:: Work instructions ::
Please write out the material that follows, exactly as it stands.

:: Supplied data ::
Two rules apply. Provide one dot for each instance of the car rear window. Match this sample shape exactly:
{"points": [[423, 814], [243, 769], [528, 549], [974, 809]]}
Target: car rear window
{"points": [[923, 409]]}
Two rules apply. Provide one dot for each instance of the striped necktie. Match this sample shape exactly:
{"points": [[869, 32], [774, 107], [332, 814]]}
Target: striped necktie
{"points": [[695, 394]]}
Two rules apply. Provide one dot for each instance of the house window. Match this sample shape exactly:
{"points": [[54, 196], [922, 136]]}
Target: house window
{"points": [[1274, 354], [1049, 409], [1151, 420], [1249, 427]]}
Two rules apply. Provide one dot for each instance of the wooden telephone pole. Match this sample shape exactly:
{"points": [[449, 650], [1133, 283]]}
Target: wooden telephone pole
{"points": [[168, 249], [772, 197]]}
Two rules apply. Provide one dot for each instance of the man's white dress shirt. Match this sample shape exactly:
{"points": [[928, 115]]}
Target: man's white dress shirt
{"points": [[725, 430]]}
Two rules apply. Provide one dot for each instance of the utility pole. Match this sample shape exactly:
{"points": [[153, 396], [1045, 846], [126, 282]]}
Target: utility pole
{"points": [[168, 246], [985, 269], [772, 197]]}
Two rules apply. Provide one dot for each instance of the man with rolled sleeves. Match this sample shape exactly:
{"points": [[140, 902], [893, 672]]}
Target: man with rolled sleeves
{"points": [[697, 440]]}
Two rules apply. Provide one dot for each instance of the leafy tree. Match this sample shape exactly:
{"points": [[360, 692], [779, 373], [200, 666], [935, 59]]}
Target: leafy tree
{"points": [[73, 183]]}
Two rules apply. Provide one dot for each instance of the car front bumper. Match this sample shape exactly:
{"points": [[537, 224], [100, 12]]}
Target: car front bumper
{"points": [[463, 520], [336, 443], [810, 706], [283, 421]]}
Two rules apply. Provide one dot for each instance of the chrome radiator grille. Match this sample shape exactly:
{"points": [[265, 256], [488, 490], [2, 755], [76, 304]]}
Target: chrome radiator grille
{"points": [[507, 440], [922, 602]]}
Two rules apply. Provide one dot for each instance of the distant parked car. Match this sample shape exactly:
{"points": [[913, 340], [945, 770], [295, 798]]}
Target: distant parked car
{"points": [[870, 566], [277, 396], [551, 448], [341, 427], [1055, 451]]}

:: Correct response ::
Two rules apply. Provide one dot for each instance of the car rear window. Match this sample shape exactly:
{"points": [[423, 814], [243, 769], [528, 549], [974, 809]]}
Target: car rear window
{"points": [[923, 409]]}
Two rules apply. Provide one dot for each instance of the striped necktie. Match this sample shape exactly:
{"points": [[869, 32], [774, 107], [332, 814]]}
Target: striped necktie
{"points": [[695, 394]]}
Two rules apply. Provide one dot for each instance of the house window. Match this sample shape exactly:
{"points": [[54, 196], [922, 136]]}
Target: house window
{"points": [[1274, 354], [1049, 409], [1151, 420], [1249, 427]]}
Two rules apply. Provide one dot for each instance of the wooden telephone pole. Match this sample shape exactly:
{"points": [[449, 650], [1133, 283]]}
Target: wooden telephone pole
{"points": [[168, 249], [772, 197]]}
Two rules apply. Provide one dot for each instance of the man's white dress shirt. Match this sample shape exactly:
{"points": [[928, 115]]}
Target: man's white dress shirt
{"points": [[725, 430]]}
Two rules apply. Provide one dot for each instance of the utility pole. Match this sample shape exactly:
{"points": [[153, 396], [1045, 846], [126, 282]]}
Target: utility pole
{"points": [[168, 246], [985, 269], [772, 197]]}
Two rules apply. Provide one dot for each instance of the man with rolled sleeves. Match this sample shape exactly:
{"points": [[140, 902], [893, 672]]}
Target: man with rolled sleeves
{"points": [[697, 440]]}
Two rules apply. Provide one dot for each instance of the leafy tree. Match this sample shape exactly:
{"points": [[360, 692], [779, 373], [200, 666], [935, 59]]}
Target: leafy tree
{"points": [[73, 183]]}
Two rules apply. Provide one dot for each instance of the car front bumper. Match this sample shape exactly:
{"points": [[537, 224], [100, 12]]}
Target: car front bumper
{"points": [[463, 520], [336, 443], [810, 706], [283, 421]]}
Two rules apply. Provide one dot for each instance of the chrome radiator grille. Match this sample shape exactly:
{"points": [[265, 256], [488, 490], [2, 755], [76, 304]]}
Target: chrome radiator grille
{"points": [[507, 440], [922, 602]]}
Two rules apply. Provide one dot for each instance of the distant parked car. Match this sample shape exactly:
{"points": [[913, 340], [945, 770], [295, 798]]}
Target: distant parked car
{"points": [[870, 566], [277, 396], [551, 448], [341, 427], [1055, 451]]}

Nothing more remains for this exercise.